• **TEXT EXCERPT**
########

I've just bought a house but what about the garden?

So you have just moved into your new home and you are over the moon that you are finally in. The house looks great but what about the garden?

The garden looks okay, the grass is green but there is no particular interest or a reason to go outside and enjoy it.

To brighten up the garden, you decide to plant a couple of shrubs and flowers and realise when you put a spade into the ground that it is rock hard. The grass is growing on an inch of topsoil and then it's just hard clay underneath - which is rock hard in the summer and dries out and wet and claggy in the winter where it becomes waterlogged.

But you are not disheartened, you get your spade, fork and barrow and dig a hole then fill it with compost and topsoil and with a bit of luck, some nice plants will grow. But something is still missing, the garden has a couple of shrubs but it hasn't brought it up to the standard of your new house or your own expectations. You look on the internet looking at award winning gardens and wonder why yours can't be like that.

So what can you do first?

Well, think about what you would like to use the garden for.

Have you got young children that would love a levelled out garden so that they could play football?

Do you love entertaining in the spring and summer?

Would you like to use the garden in the evening?

Do you need the garden to be a screen for a backdrop you don't want to look at anymore?

########

• **DATA ENTRIES**
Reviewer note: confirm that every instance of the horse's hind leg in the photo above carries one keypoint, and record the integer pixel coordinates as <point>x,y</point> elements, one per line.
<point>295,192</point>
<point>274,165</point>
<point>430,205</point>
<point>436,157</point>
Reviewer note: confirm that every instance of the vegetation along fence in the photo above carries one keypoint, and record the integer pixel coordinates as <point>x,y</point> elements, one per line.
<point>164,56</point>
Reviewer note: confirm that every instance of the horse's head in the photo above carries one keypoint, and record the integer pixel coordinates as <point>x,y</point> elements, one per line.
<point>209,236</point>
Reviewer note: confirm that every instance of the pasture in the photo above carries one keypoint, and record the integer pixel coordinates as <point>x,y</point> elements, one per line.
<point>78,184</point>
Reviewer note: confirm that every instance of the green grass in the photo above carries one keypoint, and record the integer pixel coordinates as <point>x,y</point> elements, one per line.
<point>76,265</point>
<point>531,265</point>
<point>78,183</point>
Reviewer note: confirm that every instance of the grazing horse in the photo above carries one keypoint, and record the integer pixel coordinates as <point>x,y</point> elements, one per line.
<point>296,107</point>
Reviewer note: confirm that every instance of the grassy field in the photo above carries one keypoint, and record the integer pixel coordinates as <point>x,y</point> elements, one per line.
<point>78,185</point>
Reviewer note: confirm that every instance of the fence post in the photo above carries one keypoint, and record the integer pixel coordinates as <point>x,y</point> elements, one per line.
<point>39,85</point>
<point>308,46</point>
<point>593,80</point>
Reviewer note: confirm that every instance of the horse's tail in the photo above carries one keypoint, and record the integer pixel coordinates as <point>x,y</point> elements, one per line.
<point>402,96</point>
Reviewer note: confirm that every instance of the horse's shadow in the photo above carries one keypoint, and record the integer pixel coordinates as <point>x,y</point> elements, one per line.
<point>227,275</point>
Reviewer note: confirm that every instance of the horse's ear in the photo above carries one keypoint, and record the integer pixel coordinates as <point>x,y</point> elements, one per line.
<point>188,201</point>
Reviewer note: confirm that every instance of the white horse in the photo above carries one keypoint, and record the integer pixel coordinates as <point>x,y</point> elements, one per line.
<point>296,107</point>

########

• **EXERCISE TASKS**
A - According to the garden article, what lies beneath the inch of topsoil?
B - Condense the paragraph of the garden article that begins "To brighten up the garden" into a short bulleted list that keeps its main facts.
C - Continue the garden article after its final question about screening an unwanted backdrop.
The entries play no part in the work here.

• **RESULTS FOR EACH TASK**
A - Hard clay.

B -
- Planting a few shrubs and flowers reveals that the ground is rock hard.
- The grass grows on only an inch of topsoil, with hard clay underneath.
- In summer the clay dries out and is rock hard.
- In winter it is wet, claggy and waterlogged.

C -
Once you have a list of what you would like to use the garden for, this is the time to talk to a garden designer as he or she will be able to take your ideas and turn your ideas into a well crafted garden which you can enjoy.

Once the garden designer like myself has come up with a concept for the garden, this is the point it gets really interesting as so many elements of design are incorporated to produce something wonderful and unique. Very simply we start looking at how the propery and the garden interact with each other, in order to chose view points and areas of intrigue for example, along the client's functional and aesthetic reasons for the space. Once the concept plan is presented to the client, the fun can start with changing ideas to suit their needs by selecting materials, soils, plants, lighting and so on.

Every garden that is created should relate to its surrounding environment and property so when the garden is completed, it looks like it was always there.

Now you have a reason to go outside...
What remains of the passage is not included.